◆ **To be done**:
Find the line containing "the white flower". Return it and every line after it, unchanged, up to and including the last line.

◆ **Dataset records**:
# # # # # # #

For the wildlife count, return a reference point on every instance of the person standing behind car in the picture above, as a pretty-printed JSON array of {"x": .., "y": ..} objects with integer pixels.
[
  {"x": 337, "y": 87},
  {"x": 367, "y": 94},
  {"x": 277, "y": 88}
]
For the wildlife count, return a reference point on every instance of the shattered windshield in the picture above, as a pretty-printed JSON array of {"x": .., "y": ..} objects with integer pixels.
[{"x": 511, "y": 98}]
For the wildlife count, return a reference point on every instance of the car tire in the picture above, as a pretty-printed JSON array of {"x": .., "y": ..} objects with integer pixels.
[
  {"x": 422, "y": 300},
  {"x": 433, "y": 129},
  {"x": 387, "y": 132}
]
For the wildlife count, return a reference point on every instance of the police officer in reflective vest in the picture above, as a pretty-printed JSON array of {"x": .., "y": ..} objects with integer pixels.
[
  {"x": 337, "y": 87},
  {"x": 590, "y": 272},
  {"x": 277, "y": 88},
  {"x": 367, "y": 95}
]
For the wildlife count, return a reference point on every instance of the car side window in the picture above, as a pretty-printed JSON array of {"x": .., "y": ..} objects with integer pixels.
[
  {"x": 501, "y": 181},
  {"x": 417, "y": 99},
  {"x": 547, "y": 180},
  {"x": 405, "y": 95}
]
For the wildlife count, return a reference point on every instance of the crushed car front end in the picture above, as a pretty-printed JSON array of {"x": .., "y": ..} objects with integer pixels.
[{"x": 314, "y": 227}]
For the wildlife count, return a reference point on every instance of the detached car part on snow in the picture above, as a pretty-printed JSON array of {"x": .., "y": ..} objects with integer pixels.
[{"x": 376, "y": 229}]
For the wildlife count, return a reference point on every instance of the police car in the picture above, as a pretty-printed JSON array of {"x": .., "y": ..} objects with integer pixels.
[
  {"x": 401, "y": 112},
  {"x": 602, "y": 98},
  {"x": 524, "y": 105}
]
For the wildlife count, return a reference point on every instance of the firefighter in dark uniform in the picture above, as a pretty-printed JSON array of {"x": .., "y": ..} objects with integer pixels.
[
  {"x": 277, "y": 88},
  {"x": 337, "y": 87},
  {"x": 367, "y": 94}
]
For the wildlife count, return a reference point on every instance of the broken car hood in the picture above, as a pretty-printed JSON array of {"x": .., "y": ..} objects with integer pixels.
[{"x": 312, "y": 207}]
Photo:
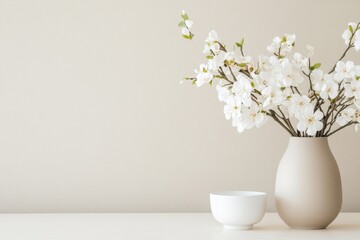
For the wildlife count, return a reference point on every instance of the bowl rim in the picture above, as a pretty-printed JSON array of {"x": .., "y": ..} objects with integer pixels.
[{"x": 238, "y": 193}]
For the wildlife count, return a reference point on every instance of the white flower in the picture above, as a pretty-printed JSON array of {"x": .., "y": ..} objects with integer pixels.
[
  {"x": 286, "y": 43},
  {"x": 253, "y": 117},
  {"x": 357, "y": 103},
  {"x": 309, "y": 121},
  {"x": 329, "y": 88},
  {"x": 242, "y": 89},
  {"x": 344, "y": 70},
  {"x": 300, "y": 62},
  {"x": 352, "y": 89},
  {"x": 317, "y": 76},
  {"x": 203, "y": 75},
  {"x": 185, "y": 31},
  {"x": 345, "y": 116},
  {"x": 232, "y": 109},
  {"x": 290, "y": 41},
  {"x": 298, "y": 104},
  {"x": 223, "y": 92},
  {"x": 189, "y": 23},
  {"x": 347, "y": 33},
  {"x": 310, "y": 51},
  {"x": 290, "y": 76},
  {"x": 211, "y": 43},
  {"x": 357, "y": 41},
  {"x": 275, "y": 45}
]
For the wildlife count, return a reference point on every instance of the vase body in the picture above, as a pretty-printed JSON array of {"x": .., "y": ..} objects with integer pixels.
[{"x": 308, "y": 192}]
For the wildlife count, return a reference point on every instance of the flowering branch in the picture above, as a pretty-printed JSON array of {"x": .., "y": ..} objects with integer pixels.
[{"x": 254, "y": 91}]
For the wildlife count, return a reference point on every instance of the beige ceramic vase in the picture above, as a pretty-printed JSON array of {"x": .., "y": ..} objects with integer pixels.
[{"x": 308, "y": 193}]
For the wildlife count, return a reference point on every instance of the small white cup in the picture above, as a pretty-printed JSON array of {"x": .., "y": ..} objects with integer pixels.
[{"x": 238, "y": 209}]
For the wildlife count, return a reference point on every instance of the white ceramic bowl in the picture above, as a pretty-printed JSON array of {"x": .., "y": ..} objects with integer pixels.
[{"x": 238, "y": 209}]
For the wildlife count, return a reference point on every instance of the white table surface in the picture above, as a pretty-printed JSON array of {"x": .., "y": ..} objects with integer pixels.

# # # # # # #

◆ **Task response**:
For the wildlife count, return a reference point on every instance of the white flower in the picture above, as a pretty-printed JSON array of {"x": .., "y": ..} objects with integer pixels.
[
  {"x": 286, "y": 43},
  {"x": 253, "y": 117},
  {"x": 357, "y": 103},
  {"x": 309, "y": 121},
  {"x": 329, "y": 88},
  {"x": 242, "y": 89},
  {"x": 344, "y": 70},
  {"x": 300, "y": 62},
  {"x": 352, "y": 89},
  {"x": 317, "y": 76},
  {"x": 203, "y": 75},
  {"x": 185, "y": 31},
  {"x": 345, "y": 116},
  {"x": 232, "y": 109},
  {"x": 290, "y": 41},
  {"x": 298, "y": 104},
  {"x": 223, "y": 92},
  {"x": 189, "y": 23},
  {"x": 347, "y": 33},
  {"x": 310, "y": 51},
  {"x": 290, "y": 76},
  {"x": 211, "y": 43},
  {"x": 357, "y": 41},
  {"x": 275, "y": 45}
]
For the wildlife count, return a reference point on every instance of the vase body in the picture above, as a pretty-printed JSON array of {"x": .., "y": ..} objects with integer pixels.
[{"x": 308, "y": 192}]
For the wildlife count, return a reference point on every instance of the flowering branch in the picture above, as a pretty-printed JSON array of {"x": .., "y": ..} objects with integer pixels.
[{"x": 254, "y": 91}]
For the wildlife count, return a reference point on every instance of the beige ceramic vase in the picture above, as a pretty-printed JSON array of {"x": .., "y": ..} objects with integer pixels.
[{"x": 308, "y": 193}]
For the wildlife count, return a reference point on every instance of the small white cup in the picture above, as a pretty-printed JSON array of {"x": .., "y": ..} objects with integer pixels.
[{"x": 238, "y": 209}]
For the wildlife count, return a reference point on every instance of the white ceramic bowl in the picture above, as a pretty-printed JSON array of {"x": .., "y": ..} objects with integer pixels.
[{"x": 238, "y": 209}]
For the wildlife count, return a reference point on every instance of the white table surface in the picture above, as a pretty-printed JSON array of {"x": .., "y": ..} objects with integer pixels.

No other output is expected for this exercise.